◆ Provided data:
^^^^^^^^

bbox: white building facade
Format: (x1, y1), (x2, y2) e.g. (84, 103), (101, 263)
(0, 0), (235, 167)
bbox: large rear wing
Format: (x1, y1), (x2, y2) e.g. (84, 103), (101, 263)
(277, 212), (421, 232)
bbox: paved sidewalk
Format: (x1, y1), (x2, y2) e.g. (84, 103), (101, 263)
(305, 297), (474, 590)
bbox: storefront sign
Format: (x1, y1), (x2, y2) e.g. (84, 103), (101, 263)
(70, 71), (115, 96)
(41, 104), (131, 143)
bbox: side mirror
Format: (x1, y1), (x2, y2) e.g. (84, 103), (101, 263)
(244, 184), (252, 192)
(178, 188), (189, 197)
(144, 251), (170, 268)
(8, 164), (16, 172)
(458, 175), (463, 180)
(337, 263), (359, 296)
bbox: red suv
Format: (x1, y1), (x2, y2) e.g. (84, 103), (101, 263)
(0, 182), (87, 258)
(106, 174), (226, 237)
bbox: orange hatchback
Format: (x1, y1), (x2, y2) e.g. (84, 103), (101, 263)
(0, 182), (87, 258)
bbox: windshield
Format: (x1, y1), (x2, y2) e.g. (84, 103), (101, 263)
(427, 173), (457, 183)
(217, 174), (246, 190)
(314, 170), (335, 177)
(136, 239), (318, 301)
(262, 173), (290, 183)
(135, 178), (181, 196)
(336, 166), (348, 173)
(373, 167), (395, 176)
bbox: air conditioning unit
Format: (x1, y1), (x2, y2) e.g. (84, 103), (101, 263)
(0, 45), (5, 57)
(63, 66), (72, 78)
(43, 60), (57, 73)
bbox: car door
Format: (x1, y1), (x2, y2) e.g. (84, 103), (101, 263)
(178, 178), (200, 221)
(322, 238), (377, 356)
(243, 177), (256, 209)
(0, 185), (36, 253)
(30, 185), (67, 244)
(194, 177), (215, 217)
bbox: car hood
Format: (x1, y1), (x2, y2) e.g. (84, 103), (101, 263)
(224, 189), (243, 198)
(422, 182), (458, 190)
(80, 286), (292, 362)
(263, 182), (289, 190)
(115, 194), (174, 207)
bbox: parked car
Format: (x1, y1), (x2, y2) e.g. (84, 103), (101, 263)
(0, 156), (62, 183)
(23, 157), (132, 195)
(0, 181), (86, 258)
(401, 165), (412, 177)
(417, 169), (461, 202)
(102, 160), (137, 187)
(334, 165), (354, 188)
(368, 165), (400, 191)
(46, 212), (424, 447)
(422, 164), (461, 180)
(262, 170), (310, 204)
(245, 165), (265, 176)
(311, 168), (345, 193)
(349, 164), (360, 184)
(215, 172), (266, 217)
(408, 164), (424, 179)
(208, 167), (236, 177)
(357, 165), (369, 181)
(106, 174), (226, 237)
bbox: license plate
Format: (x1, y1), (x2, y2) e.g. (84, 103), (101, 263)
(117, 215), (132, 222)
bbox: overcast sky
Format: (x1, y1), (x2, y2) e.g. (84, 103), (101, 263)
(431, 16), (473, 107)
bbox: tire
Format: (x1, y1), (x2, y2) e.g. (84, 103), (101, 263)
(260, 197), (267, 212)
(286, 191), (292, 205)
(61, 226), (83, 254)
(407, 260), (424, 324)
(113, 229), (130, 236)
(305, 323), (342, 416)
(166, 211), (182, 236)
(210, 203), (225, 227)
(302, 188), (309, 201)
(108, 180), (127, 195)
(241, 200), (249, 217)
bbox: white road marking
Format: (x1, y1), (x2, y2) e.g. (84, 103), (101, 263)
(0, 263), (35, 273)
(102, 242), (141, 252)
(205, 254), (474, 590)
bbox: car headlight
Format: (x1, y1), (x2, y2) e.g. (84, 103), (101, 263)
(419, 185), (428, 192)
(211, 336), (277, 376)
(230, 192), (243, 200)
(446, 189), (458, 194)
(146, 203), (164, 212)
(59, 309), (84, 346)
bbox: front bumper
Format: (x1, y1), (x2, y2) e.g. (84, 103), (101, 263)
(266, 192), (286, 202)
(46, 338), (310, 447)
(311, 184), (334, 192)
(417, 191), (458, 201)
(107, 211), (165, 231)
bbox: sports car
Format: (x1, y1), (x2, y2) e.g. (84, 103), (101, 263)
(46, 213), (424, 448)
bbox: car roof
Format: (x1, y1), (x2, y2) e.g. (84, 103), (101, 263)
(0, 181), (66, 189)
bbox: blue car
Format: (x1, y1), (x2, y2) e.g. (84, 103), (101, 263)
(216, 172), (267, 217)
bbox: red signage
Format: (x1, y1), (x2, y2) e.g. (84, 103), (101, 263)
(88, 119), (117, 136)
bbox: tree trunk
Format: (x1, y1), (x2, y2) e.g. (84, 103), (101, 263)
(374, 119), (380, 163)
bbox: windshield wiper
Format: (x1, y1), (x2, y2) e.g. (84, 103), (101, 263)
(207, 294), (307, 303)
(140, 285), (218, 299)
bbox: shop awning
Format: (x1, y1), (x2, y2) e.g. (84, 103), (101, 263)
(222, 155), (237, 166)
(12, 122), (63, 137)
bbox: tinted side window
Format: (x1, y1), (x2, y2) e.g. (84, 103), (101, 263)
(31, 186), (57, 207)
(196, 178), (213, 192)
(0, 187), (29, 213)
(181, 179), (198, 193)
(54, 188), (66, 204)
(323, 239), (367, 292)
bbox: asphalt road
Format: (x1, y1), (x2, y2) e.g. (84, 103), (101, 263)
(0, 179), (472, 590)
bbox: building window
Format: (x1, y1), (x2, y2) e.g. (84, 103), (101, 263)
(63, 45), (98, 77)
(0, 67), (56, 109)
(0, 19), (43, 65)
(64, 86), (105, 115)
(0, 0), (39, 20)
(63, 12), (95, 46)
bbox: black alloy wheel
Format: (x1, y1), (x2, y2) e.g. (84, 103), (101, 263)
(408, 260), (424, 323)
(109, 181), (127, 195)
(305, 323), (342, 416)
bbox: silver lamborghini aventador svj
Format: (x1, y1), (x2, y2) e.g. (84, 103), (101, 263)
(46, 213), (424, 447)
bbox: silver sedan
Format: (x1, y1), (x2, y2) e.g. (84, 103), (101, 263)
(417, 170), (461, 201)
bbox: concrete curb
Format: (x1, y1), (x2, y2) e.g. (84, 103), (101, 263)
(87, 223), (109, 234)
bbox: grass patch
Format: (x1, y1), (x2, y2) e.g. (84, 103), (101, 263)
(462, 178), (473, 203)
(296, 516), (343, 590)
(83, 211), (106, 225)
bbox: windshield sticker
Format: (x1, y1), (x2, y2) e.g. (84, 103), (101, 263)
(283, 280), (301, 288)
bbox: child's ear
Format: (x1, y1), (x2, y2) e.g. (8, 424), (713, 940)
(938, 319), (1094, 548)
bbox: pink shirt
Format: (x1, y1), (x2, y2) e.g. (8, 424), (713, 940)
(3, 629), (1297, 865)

^^^^^^^^

◆ What you need to do:
Reproduce the entries so that each line reads exactly as it did before.

◆ Result of this task:
bbox: white building facade
Format: (x1, y1), (x2, y2) e.g. (84, 103), (101, 263)
(0, 0), (235, 167)
bbox: large rear wing
Format: (x1, y1), (x2, y2) e.g. (84, 103), (101, 263)
(277, 212), (421, 232)
bbox: paved sidewalk
Format: (x1, y1), (x2, y2) e.g. (84, 103), (101, 263)
(305, 297), (474, 590)
bbox: storefront sign
Format: (x1, y1), (x2, y2) e.g. (84, 103), (101, 263)
(70, 71), (115, 96)
(41, 104), (131, 143)
bbox: side mirror
Format: (x1, y1), (x2, y2) e.g. (84, 103), (101, 263)
(244, 184), (252, 192)
(178, 188), (189, 197)
(144, 251), (170, 268)
(8, 164), (16, 172)
(458, 175), (463, 180)
(337, 263), (359, 296)
bbox: red suv
Format: (x1, y1), (x2, y2) e.g. (84, 103), (101, 263)
(0, 182), (87, 258)
(106, 174), (226, 237)
bbox: orange hatchback
Format: (x1, y1), (x2, y2) e.g. (84, 103), (101, 263)
(0, 182), (87, 258)
bbox: windshield
Format: (x1, y1), (x2, y2) e.g. (84, 103), (101, 263)
(427, 173), (457, 183)
(217, 174), (246, 190)
(314, 170), (335, 177)
(136, 239), (318, 301)
(262, 173), (290, 183)
(135, 178), (181, 196)
(336, 166), (348, 173)
(373, 167), (395, 176)
bbox: air conditioning unit
Format: (x1, y1), (x2, y2) e.g. (84, 103), (101, 263)
(0, 45), (5, 57)
(63, 66), (72, 78)
(43, 60), (57, 73)
bbox: car door
Format: (x1, y1), (x2, y2) e.g. (84, 103), (101, 263)
(178, 178), (200, 221)
(322, 238), (377, 356)
(243, 177), (256, 209)
(0, 185), (36, 253)
(30, 185), (67, 244)
(194, 177), (215, 217)
bbox: car hood
Format: (x1, y1), (x2, y2) e.g. (84, 103), (101, 263)
(224, 189), (243, 198)
(422, 182), (458, 190)
(80, 286), (292, 362)
(263, 182), (289, 190)
(115, 194), (174, 207)
bbox: parked car
Format: (x1, y1), (x2, y2) e.g. (84, 103), (101, 263)
(0, 156), (62, 183)
(23, 157), (132, 195)
(0, 181), (86, 258)
(401, 165), (412, 177)
(417, 169), (461, 202)
(102, 160), (137, 187)
(334, 165), (354, 188)
(368, 165), (400, 191)
(46, 212), (424, 447)
(422, 164), (461, 180)
(262, 170), (310, 204)
(245, 165), (265, 176)
(311, 168), (345, 193)
(349, 164), (360, 184)
(215, 172), (266, 217)
(408, 164), (424, 179)
(208, 167), (236, 177)
(357, 165), (369, 181)
(106, 174), (226, 237)
bbox: license plate
Format: (x1, y1), (x2, y2) e.g. (84, 103), (101, 263)
(117, 215), (132, 222)
bbox: overcast sky
Format: (x1, y1), (x2, y2) e.g. (84, 103), (101, 263)
(431, 16), (473, 107)
bbox: tire
Format: (x1, y1), (x2, y2) e.g. (84, 103), (101, 263)
(260, 197), (267, 212)
(286, 191), (292, 205)
(61, 226), (83, 254)
(407, 260), (424, 324)
(113, 229), (130, 236)
(305, 323), (342, 416)
(166, 211), (182, 236)
(210, 203), (225, 227)
(302, 188), (309, 201)
(108, 180), (127, 195)
(241, 200), (249, 217)
bbox: white road marking
Format: (x1, y1), (x2, y2) e.g. (84, 103), (101, 263)
(0, 263), (35, 273)
(102, 242), (141, 252)
(205, 254), (474, 590)
bbox: car headlight
Format: (x1, y1), (x2, y2) e.g. (84, 103), (101, 263)
(419, 185), (428, 192)
(211, 336), (277, 376)
(230, 192), (243, 200)
(446, 189), (458, 194)
(146, 203), (164, 212)
(59, 309), (84, 346)
bbox: front bumper
Format: (x1, y1), (x2, y2) e.g. (84, 103), (101, 263)
(266, 192), (286, 202)
(46, 338), (310, 447)
(311, 184), (334, 192)
(417, 191), (458, 201)
(107, 211), (165, 231)
bbox: sports car
Format: (x1, y1), (x2, y2) e.g. (84, 103), (101, 263)
(46, 213), (424, 448)
bbox: car roof
Format: (x1, y1), (x2, y2) e.g. (84, 103), (101, 263)
(0, 181), (66, 189)
bbox: blue car
Format: (x1, y1), (x2, y2) e.g. (84, 103), (101, 263)
(216, 172), (267, 217)
bbox: red signage
Format: (x1, y1), (x2, y2) e.g. (84, 103), (101, 263)
(88, 119), (117, 136)
bbox: tree trunk
Format: (x1, y1), (x2, y2) e.g. (84, 103), (101, 263)
(374, 119), (380, 163)
bbox: windshield wiper
Format: (x1, y1), (x2, y2) e.g. (84, 103), (101, 263)
(207, 294), (307, 303)
(140, 285), (218, 299)
bbox: shop awning
Format: (x1, y1), (x2, y2) e.g. (84, 103), (101, 263)
(222, 155), (237, 166)
(12, 122), (63, 137)
bbox: tinted side window
Format: (x1, y1), (x2, y2) e.g. (84, 103), (101, 263)
(31, 186), (57, 207)
(196, 178), (213, 192)
(0, 187), (29, 213)
(181, 179), (198, 193)
(54, 188), (66, 204)
(323, 239), (367, 292)
bbox: asphalt road
Format: (x1, y1), (x2, y2) e.g. (84, 103), (101, 263)
(0, 179), (472, 590)
bbox: building window
Format: (x1, y1), (x2, y2) e.g. (84, 103), (101, 263)
(63, 45), (98, 77)
(0, 67), (56, 109)
(0, 19), (43, 65)
(64, 86), (105, 115)
(0, 0), (39, 20)
(63, 12), (95, 46)
bbox: black alloy wheel
Format: (x1, y1), (x2, y2) e.g. (84, 103), (101, 263)
(408, 260), (424, 323)
(109, 181), (127, 195)
(305, 323), (342, 416)
bbox: silver lamborghini aventador svj
Format: (x1, y1), (x2, y2) e.g. (84, 103), (101, 263)
(46, 213), (424, 447)
bbox: silver sedan
Format: (x1, y1), (x2, y2) e.g. (84, 103), (101, 263)
(417, 170), (461, 201)
bbox: concrete curb
Format: (x1, y1), (x2, y2) e.g. (84, 103), (101, 263)
(87, 223), (109, 234)
bbox: grass patch
Format: (x1, y1), (x2, y2) e.g. (84, 103), (101, 263)
(462, 178), (473, 203)
(296, 516), (343, 590)
(83, 211), (106, 225)
bbox: windshield sticker
Format: (x1, y1), (x2, y2) e.g. (84, 103), (101, 263)
(283, 280), (301, 288)
bbox: child's ear
Format: (x1, y1), (x2, y2) e.g. (8, 424), (713, 940)
(938, 319), (1094, 548)
bbox: pink shirt
Format: (x1, y1), (x2, y2) e.g. (8, 424), (713, 940)
(3, 629), (1297, 865)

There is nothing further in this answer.